> _Provided passage_:
↓↓↓

II. Time of Construction
Party B confirms that the reconstruction starts from May 1, 2014 to November 30, 2014. Party B may apply appropriate adjustment to the time of construction for special reasons.
III. Permit of Construction
1. Given that Party B is to apply substantial reconstruction to the Leased Premise, in order to keep Party A’s rights and obligations free from damages, Party B shall send the data like restructuring plans and drawings to the design institute recognized by Beijing Municipal Commission of Housing and Urban-Rural Development for examination and sealing. Party B shall bear the expenses for examining the plans.
2. Party B and entrusted construction party shall ensure that the reconstruction has been approved by relevant government department in documents, and shall submit the copies of such documents to Party A before construction. Where Party B starts the reconstruction without the document approval of relevant government department, Party A shall not bear any joint liability arising therefrom.
3. For the reconstruction of power supply system, Party A and Party B shall negotiate a separate supplementary agreement after relevant construction scheme is approved by the power supply administration.
Note: The Master Agreement has given provisions in Article 12.9.

↑↑↑

> _What is expected_:
Please repeat the stretch of the reconstruction terms above from "III. Permit of" through "liability arising therefrom.", changing "Leased Premise" to "rented building".

> _Data lines_:
↓↓↓

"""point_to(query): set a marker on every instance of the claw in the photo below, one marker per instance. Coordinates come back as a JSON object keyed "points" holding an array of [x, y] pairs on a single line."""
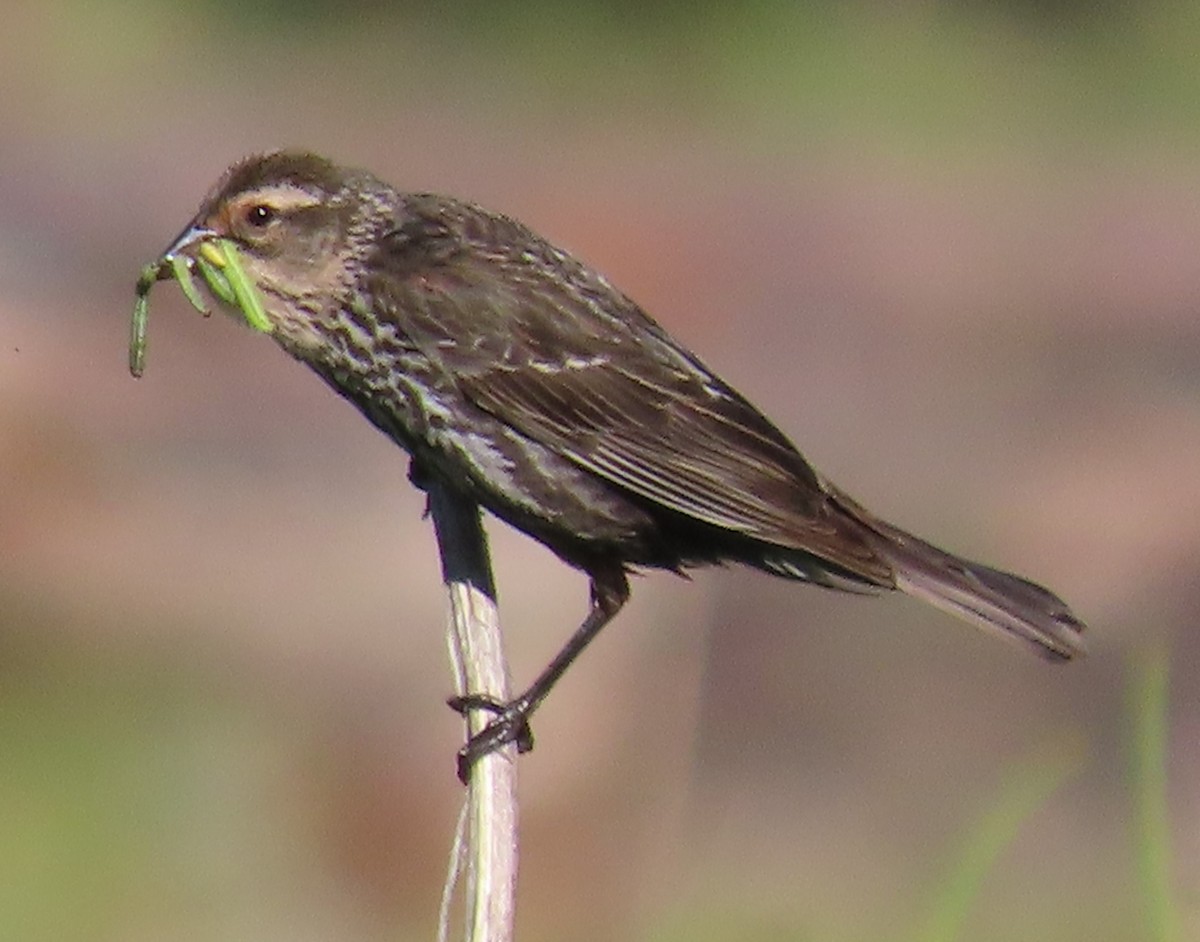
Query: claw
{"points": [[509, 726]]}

↑↑↑
↓↓↓

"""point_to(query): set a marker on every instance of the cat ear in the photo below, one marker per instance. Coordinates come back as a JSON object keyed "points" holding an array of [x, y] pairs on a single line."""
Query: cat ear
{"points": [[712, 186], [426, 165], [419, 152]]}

↑↑↑
↓↓↓

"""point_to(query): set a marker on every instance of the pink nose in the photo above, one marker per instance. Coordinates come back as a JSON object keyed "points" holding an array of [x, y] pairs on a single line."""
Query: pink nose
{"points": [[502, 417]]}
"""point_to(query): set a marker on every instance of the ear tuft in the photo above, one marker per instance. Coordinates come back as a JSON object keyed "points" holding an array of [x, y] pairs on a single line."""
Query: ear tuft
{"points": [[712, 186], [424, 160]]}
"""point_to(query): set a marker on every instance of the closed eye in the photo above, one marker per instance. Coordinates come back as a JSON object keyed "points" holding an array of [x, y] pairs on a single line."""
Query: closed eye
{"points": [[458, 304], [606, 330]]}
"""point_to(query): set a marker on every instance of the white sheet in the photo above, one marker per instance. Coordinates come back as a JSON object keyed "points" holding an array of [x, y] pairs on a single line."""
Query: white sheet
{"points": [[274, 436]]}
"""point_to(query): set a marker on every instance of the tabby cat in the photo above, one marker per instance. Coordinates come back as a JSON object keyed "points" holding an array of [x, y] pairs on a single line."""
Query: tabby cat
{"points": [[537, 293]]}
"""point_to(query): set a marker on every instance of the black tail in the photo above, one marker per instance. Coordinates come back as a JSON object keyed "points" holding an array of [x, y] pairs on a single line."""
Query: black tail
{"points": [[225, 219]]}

↑↑↑

> _Task answer_:
III. Permit of Construction
1. Given that Party B is to apply substantial reconstruction to the rented building, in order to keep Party A’s rights and obligations free from damages, Party B shall send the data like restructuring plans and drawings to the design institute recognized by Beijing Municipal Commission of Housing and Urban-Rural Development for examination and sealing. Party B shall bear the expenses for examining the plans.
2. Party B and entrusted construction party shall ensure that the reconstruction has been approved by relevant government department in documents, and shall submit the copies of such documents to Party A before construction. Where Party B starts the reconstruction without the document approval of relevant government department, Party A shall not bear any joint liability arising therefrom.